Records excerpted from a collection
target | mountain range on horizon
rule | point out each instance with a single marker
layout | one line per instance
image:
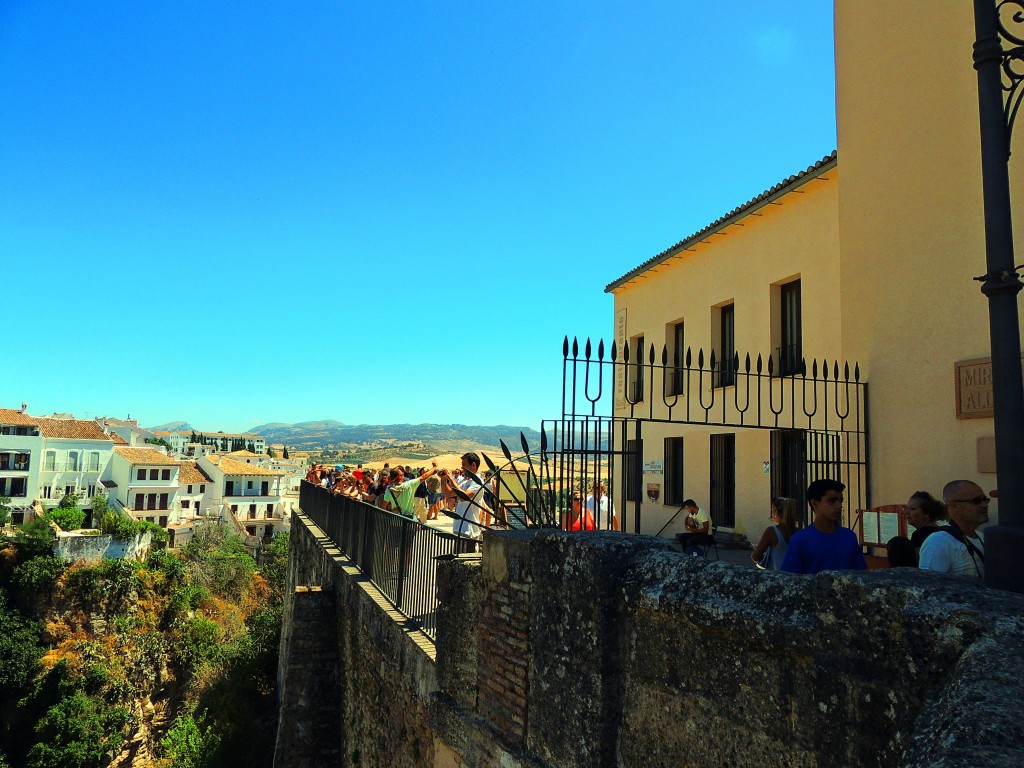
(329, 432)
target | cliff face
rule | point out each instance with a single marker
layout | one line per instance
(166, 662)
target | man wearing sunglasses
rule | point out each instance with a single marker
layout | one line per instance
(958, 548)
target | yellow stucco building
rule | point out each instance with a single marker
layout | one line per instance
(866, 256)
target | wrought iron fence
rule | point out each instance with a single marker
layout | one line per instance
(397, 554)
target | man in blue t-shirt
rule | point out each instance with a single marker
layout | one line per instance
(824, 545)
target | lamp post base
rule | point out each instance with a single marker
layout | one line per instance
(1005, 558)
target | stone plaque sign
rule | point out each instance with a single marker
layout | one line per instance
(974, 388)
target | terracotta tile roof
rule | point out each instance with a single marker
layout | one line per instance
(10, 416)
(190, 473)
(144, 456)
(231, 467)
(75, 429)
(824, 165)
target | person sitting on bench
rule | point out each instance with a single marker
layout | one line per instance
(697, 526)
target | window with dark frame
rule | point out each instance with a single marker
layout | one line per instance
(791, 352)
(678, 360)
(633, 451)
(727, 346)
(723, 479)
(674, 493)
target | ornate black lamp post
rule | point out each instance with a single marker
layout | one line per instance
(998, 58)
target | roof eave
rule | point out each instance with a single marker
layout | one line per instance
(766, 198)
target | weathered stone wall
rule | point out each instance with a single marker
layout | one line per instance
(95, 548)
(569, 651)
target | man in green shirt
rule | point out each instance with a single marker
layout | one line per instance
(401, 492)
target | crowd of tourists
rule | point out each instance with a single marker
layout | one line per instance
(422, 494)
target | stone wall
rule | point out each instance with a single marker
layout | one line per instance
(602, 649)
(95, 548)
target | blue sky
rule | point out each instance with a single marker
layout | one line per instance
(372, 212)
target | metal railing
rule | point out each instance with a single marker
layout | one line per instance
(397, 554)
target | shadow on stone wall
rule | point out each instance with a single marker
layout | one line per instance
(604, 649)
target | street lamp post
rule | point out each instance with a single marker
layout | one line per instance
(1000, 86)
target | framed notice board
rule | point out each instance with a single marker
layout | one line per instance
(879, 524)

**YOUR INSTRUCTIONS**
Set aside each line above that includes the string "shirt" and report it.

**WRITTEN ANSWER**
target | man in blue t-shirt
target | man in green shirt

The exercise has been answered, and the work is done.